(Record set Opens)

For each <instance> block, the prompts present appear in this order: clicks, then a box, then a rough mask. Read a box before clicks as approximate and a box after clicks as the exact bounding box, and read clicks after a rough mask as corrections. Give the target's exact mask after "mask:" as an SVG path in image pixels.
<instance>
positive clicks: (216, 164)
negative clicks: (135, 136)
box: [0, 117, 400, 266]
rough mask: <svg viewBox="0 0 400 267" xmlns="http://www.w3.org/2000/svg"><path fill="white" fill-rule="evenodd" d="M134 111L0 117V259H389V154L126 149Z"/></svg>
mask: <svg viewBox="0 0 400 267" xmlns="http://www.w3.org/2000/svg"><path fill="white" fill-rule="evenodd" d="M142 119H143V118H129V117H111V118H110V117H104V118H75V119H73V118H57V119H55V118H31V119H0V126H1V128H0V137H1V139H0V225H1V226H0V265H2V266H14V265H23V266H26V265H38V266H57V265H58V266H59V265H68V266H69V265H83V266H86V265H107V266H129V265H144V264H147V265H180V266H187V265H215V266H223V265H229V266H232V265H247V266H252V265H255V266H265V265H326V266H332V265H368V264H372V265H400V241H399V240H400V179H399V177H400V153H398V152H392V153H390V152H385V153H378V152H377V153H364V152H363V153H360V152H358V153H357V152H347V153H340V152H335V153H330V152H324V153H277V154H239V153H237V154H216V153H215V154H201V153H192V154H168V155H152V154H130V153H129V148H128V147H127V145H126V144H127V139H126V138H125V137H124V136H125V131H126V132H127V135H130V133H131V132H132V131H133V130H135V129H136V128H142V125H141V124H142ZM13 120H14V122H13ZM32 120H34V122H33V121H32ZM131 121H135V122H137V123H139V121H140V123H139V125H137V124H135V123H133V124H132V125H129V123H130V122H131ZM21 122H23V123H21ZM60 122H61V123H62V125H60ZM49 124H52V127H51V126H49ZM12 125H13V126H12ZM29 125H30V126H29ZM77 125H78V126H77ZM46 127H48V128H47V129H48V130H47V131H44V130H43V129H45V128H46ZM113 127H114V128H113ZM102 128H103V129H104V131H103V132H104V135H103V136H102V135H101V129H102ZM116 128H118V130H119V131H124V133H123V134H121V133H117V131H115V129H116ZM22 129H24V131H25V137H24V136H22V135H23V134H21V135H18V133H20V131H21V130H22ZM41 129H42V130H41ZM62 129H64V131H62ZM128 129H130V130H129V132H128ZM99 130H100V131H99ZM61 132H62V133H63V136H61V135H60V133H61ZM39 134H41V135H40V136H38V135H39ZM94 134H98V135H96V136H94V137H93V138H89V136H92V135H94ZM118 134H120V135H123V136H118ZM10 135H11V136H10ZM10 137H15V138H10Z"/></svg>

(Record set Closes)

### Task requirements
Copy every item above line for line, without changing anything.

### Response box
For each <instance> block, the prompts present appear in this order: clicks, then a box, then a rough mask. Read a box before clicks as approximate and a box after clicks as the exact bounding box, and read clicks after a rough mask as corrections. Give the target's exact mask after "mask:" as an SVG path in image pixels.
<instance>
positive clicks: (216, 164)
negative clicks: (135, 136)
box: [0, 117, 400, 266]
rough mask: <svg viewBox="0 0 400 267" xmlns="http://www.w3.org/2000/svg"><path fill="white" fill-rule="evenodd" d="M134 111L0 117V259H389V154L126 149Z"/></svg>
mask: <svg viewBox="0 0 400 267" xmlns="http://www.w3.org/2000/svg"><path fill="white" fill-rule="evenodd" d="M142 119H143V118H129V117H111V118H110V117H104V118H75V119H73V118H57V119H55V118H31V119H0V126H1V128H0V137H1V139H0V225H1V226H0V265H2V266H14V265H23V266H26V265H38V266H57V265H58V266H59V265H68V266H69V265H83V266H86V265H107V266H129V265H144V264H147V265H180V266H187V265H215V266H223V265H229V266H232V265H247V266H252V265H255V266H265V265H326V266H332V265H368V264H372V265H400V241H399V240H400V179H399V177H400V153H398V152H392V153H390V152H385V153H378V152H377V153H364V152H363V153H360V152H358V153H357V152H347V153H340V152H335V153H330V152H324V153H277V154H239V153H237V154H216V153H215V154H201V153H192V154H168V155H152V154H130V153H129V148H128V147H127V145H126V144H127V139H126V138H125V137H124V136H125V131H126V132H127V135H130V133H131V132H132V131H133V130H135V129H136V128H142V125H141V124H142ZM13 120H14V122H13ZM32 120H34V122H33V121H32ZM131 121H135V122H137V123H139V121H140V123H139V125H137V124H135V123H133V124H132V125H129V123H130V122H131ZM21 122H23V123H21ZM60 122H61V123H62V125H60ZM49 124H52V127H51V126H49ZM12 125H13V126H12ZM29 125H30V126H29ZM77 125H78V126H77ZM46 127H48V128H47V129H48V130H47V131H44V130H43V129H45V128H46ZM113 127H114V128H113ZM102 128H103V129H104V131H103V132H104V135H103V136H102V135H101V129H102ZM116 128H118V130H119V131H124V133H123V134H121V133H117V131H115V129H116ZM22 129H24V131H25V137H24V136H22V135H23V134H21V135H18V133H20V131H21V130H22ZM41 129H42V130H41ZM62 129H64V131H62ZM128 129H130V130H129V132H128ZM99 130H100V131H99ZM61 132H62V133H63V136H61V135H60V133H61ZM39 134H41V135H40V136H38V135H39ZM94 134H98V135H96V136H94V137H93V138H89V136H92V135H94ZM118 134H120V135H123V136H118ZM10 135H11V136H10ZM10 137H15V138H10Z"/></svg>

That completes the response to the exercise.